What you need to do
#1 Using the podcast reviews below, decide whether each statement agrees with them. Answer yes or no for each, quoting the deciding words. (a) The writer of the first review works in a hospital, as does the writer's husband. (b) The writer of the second review found relief through swimming. (c) The third review recommends subscribing to The Primal Endurance Podcast.
#2 In the podcast reviews below, what does the writer of the second review say multi sport is used as a tool for?

Passage for review

==================================================

Loved Dr Cucuzzella interview!

Always love your podcast Brad, and especially enjoyed learning about Dr C and all the amazing things he is doing at his hospital. My husband and I both work in a hospital and can’t imagine what it would take for this MUCH NEEDED change to happen. Awesome guy and awesome interview

tjhuewe ,

Inappropriate Michael Phelps comment

Your information is very good but the shoehorn comment on Michael Phelps having DUIs to dismiss his contribution to the sport world was unnecessary and in bad faith . This is coming from a person who uses multi sport as a tool to recover from addictions in my life during a time when I thought I had nothing to live for. I couldn’t feel anything and dark surrounded me on all sides until I discovered running. To think that any one person is beyond making human mistakes is inappropriate especially pertaining to those performing at such a high level. I hope we can all have more compassion and understanding for each others journey into whatever form of movement we find peace in.

J. Barshop ,

Awesome show, highly recommend!

Brad and his expert guests provide some incredibly compelling content that’s geared to help you take actionable steps to reach a new level of sustained performance.

Highly recommend listening and subscribing to The Primal Endurance Podcast if you want the knowledge AND mindsets to level up both mentally and physically (and reach your overall athletic goals as a result)!

==================================================

Supplied material

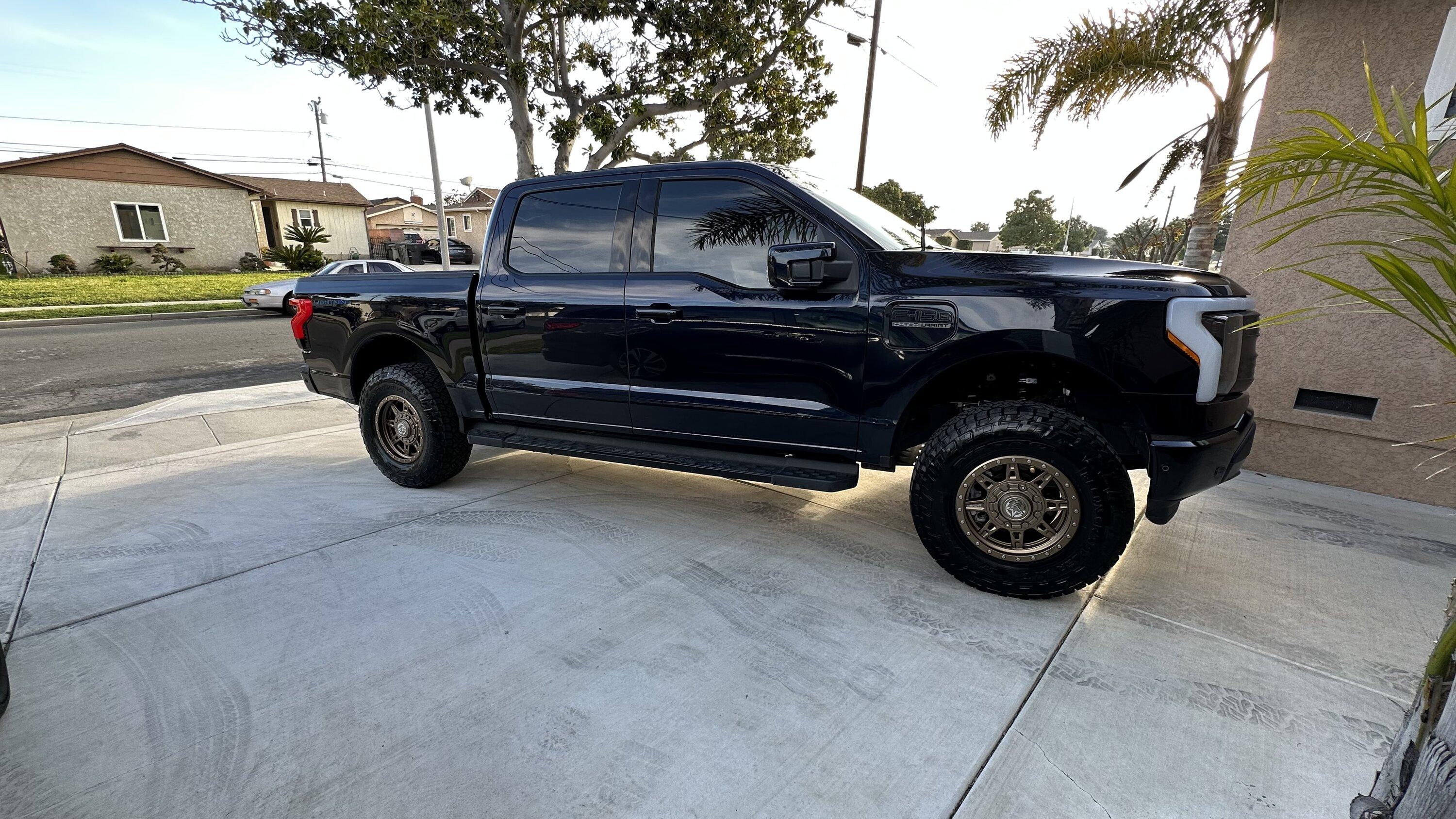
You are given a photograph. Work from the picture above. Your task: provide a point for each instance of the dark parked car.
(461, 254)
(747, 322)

==================================================

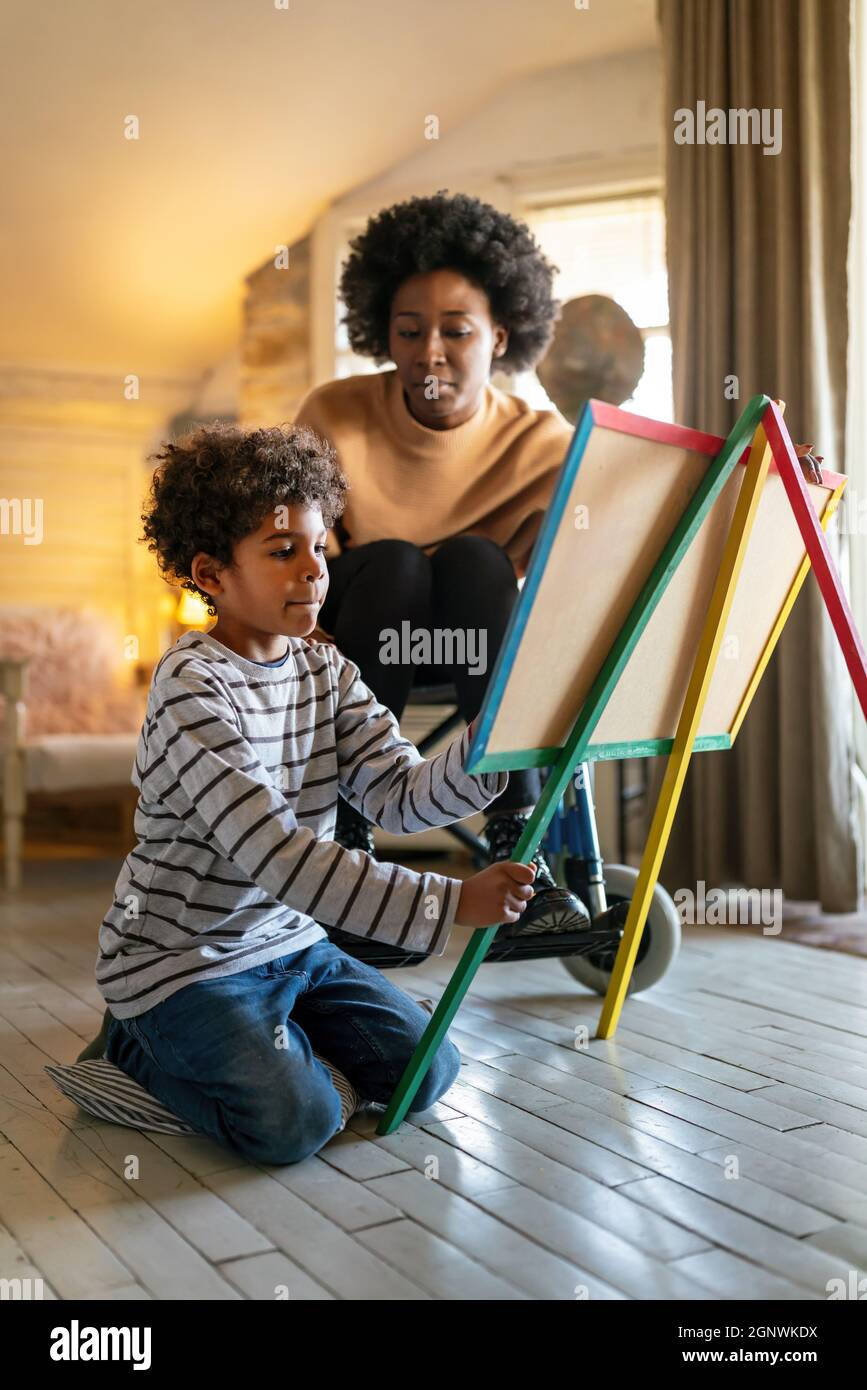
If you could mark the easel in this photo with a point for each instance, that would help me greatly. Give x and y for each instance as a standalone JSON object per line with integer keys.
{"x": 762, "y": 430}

==================================================

Answers for this exercise
#1
(a) Yes: "My husband and I both work in a hospital"
(b) No: "until I discovered running"
(c) Yes: "Highly recommend listening and subscribing to The Primal Endurance Podcast"

#2 To recover from addictions in the writer's life.